* _WORK INSTRUCTIONS_
A. In the auction report, retype the passage from "The top lot" to "serious collector wear." word for word.
B. According to the auction report, where is serious jewelry money concentrating now? List each thing it names.

* _PASSAGE TO READ_
Phillips’ New York Jewels sale crossed $4.1 million, and the result pointed to where serious jewelry money is concentrating now: signed pieces, saturated colored stones, and platinum settings that let the gem do the talking. The June 10 live auction sold 95% of its 113 lots, a strong showing that put a premium on rarity and pedigree rather than size alone.

The top lot was a platinum Colombian emerald and diamond necklace that brought $541,800. Rapaport described the piece as 20 graduated step-cut Colombian emeralds alternating with rows of brilliant-cut diamonds, a construction that gave the necklace both rhythm and heft. It landed inside its estimate range, a sign that buyers were still willing to pay firmly for exceptional color, clean geometry, and the added cachet of platinum, a metal that has moved well beyond bridal into the realm of serious collector wear.

* _COLLECTED DATA_

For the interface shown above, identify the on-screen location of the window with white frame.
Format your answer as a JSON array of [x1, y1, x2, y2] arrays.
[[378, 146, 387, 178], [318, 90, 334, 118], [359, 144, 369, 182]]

* _ANSWERS FOR THE EXERCISE_
A.
The top lot was a platinum Colombian emerald and diamond necklace that brought $541,800. Rapaport described the piece as 20 graduated step-cut Colombian emeralds alternating with rows of brilliant-cut diamonds, a construction that gave the necklace both rhythm and heft. It landed inside its estimate range, a sign that buyers were still willing to pay firmly for exceptional color, clean geometry, and the added cachet of platinum, a metal that has moved well beyond bridal into the realm of serious collector wear.

B.
- Signed pieces
- Saturated colored stones
- Platinum settings that let the gem do the talking